SOURCE MATERIAL section start

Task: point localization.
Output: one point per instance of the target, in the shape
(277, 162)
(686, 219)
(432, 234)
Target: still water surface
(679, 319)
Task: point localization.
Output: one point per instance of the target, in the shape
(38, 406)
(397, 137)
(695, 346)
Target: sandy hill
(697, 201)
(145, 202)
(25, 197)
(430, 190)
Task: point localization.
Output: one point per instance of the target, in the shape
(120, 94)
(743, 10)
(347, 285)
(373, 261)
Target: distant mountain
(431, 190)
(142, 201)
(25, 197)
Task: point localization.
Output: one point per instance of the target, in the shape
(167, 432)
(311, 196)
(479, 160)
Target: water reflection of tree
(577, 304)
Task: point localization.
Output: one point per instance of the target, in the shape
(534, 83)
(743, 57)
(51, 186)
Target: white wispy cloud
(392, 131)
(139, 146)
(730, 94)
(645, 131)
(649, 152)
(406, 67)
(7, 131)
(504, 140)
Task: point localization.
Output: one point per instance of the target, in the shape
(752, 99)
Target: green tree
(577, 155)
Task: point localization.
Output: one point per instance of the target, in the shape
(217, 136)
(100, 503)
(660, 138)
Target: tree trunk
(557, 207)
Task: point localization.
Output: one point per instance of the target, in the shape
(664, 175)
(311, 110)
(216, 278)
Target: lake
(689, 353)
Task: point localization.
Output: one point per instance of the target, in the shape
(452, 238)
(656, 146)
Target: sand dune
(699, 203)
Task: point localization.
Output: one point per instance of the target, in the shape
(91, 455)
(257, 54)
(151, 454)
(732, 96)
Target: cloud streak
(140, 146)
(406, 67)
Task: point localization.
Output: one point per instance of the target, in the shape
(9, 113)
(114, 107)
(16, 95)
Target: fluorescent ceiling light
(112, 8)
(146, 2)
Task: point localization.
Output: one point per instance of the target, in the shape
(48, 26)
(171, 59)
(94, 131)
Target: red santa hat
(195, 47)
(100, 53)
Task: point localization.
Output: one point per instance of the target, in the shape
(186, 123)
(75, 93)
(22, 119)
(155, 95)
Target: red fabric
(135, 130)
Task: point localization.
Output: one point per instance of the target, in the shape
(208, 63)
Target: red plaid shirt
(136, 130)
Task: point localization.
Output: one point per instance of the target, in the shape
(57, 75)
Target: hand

SOURCE MATERIAL section end

Every entry should be duplicated exactly as written.

# WRITTEN ANSWER
Task: point localization.
Output: one point per instance of the target, in the shape
(277, 162)
(686, 219)
(432, 234)
Target: still water surface
(679, 319)
Task: point localization.
Output: one point per instance of the target, in the shape
(38, 406)
(397, 137)
(695, 346)
Target: sandy hill
(697, 201)
(145, 202)
(25, 197)
(430, 190)
Task: point localization.
Output: one point per instance of the target, in the shape
(120, 94)
(743, 10)
(347, 285)
(373, 261)
Target: distant mountain
(431, 190)
(142, 201)
(25, 197)
Task: point localization.
Output: one point per instance of the target, in the shape
(167, 432)
(311, 196)
(479, 160)
Target: water reflection of tree
(577, 304)
Task: point localization.
Output: one point per instance of the target, in the shape
(534, 83)
(743, 57)
(51, 186)
Target: white wispy cloud
(392, 131)
(139, 146)
(730, 94)
(645, 131)
(649, 152)
(406, 67)
(7, 131)
(504, 140)
Task: point localization.
Output: one point per instance of the target, in the shape
(752, 99)
Target: green tree
(577, 155)
Task: point localization.
Output: one point per instance of the target, in the shape
(217, 136)
(100, 503)
(660, 138)
Target: tree trunk
(557, 207)
Task: point localization.
Output: one point per instance of the target, in the shape
(664, 175)
(311, 110)
(216, 278)
Target: lake
(689, 353)
Task: point localization.
Output: one point per instance of the target, in the shape
(452, 238)
(656, 146)
Target: sand dune
(699, 203)
Task: point localization.
Output: one point per instance of the target, in the shape
(91, 455)
(257, 54)
(151, 454)
(732, 96)
Target: cloud streak
(140, 146)
(406, 67)
Task: point localization.
Output: one point per instance of the target, in the shape
(9, 113)
(114, 107)
(16, 95)
Target: fluorescent ceiling light
(112, 8)
(146, 2)
Task: point localization.
Output: one point per instance of the target, in the shape
(48, 26)
(171, 59)
(94, 131)
Target: red santa hat
(195, 47)
(100, 53)
Task: point localization.
Output: one point per instance of the target, in the shape
(186, 123)
(75, 93)
(22, 119)
(155, 95)
Target: red fabric
(135, 130)
Task: point localization.
Output: one point per instance of the target, in the shape
(208, 63)
Target: red plaid shirt
(136, 130)
Task: point localization.
Output: one point per instance of the target, in the shape
(57, 75)
Target: hand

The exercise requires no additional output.